#### Stated task
Replace "one per line" with "one on each line" in each of the rows below, and leave every other word and point unchanged.

#### Exercise inputs

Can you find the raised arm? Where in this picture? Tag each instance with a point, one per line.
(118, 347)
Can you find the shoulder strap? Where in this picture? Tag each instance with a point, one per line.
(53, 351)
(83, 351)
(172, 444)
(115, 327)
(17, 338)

#### Complete output
Can you find the raised arm? Where in this picture? Tag each instance with a point, one on each line.
(118, 347)
Can you find the shoulder strap? Where in this picture? Tag each instance with a point, one on each line.
(53, 351)
(83, 351)
(172, 444)
(115, 327)
(17, 338)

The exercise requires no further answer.